§ **Aim of the task**
Pictures must be left out. Retype exactly the lines from the one containing "Target: shrub" through the last line of the records below.

§ **Data excerpts**
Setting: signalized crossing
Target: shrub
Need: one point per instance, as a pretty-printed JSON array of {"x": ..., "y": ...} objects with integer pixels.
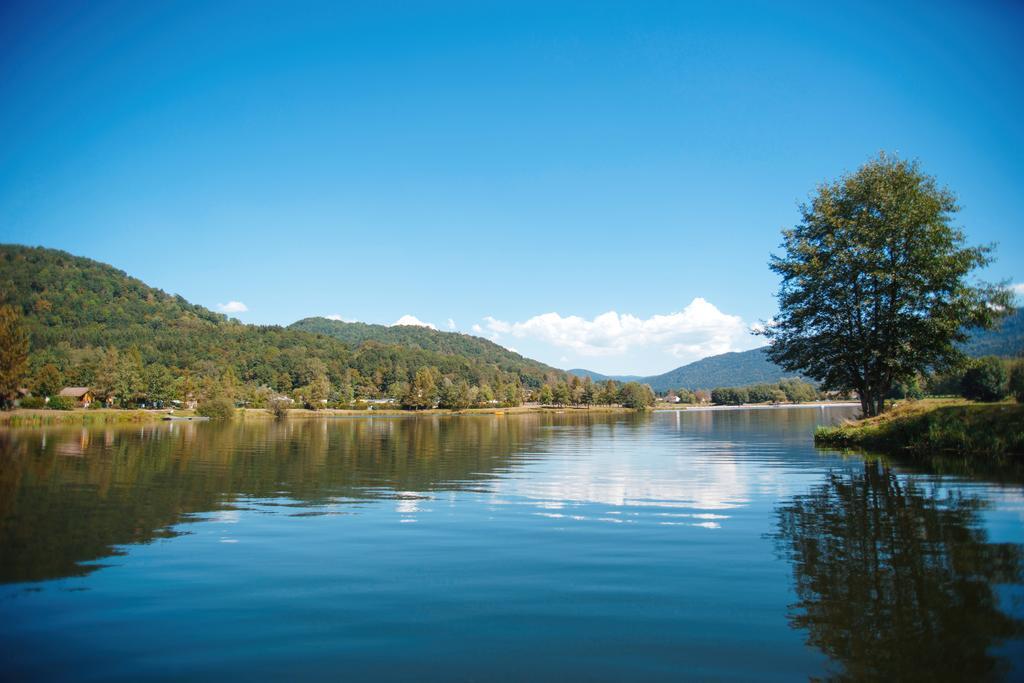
[
  {"x": 61, "y": 403},
  {"x": 1017, "y": 381},
  {"x": 218, "y": 408},
  {"x": 279, "y": 407},
  {"x": 985, "y": 380},
  {"x": 729, "y": 395}
]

§ **Response area**
Target: shrub
Need: one point per instance, as a pretty-printed JSON array of {"x": ..., "y": ...} objects with integer pixels.
[
  {"x": 61, "y": 403},
  {"x": 1017, "y": 381},
  {"x": 218, "y": 408},
  {"x": 279, "y": 407},
  {"x": 985, "y": 380},
  {"x": 729, "y": 395}
]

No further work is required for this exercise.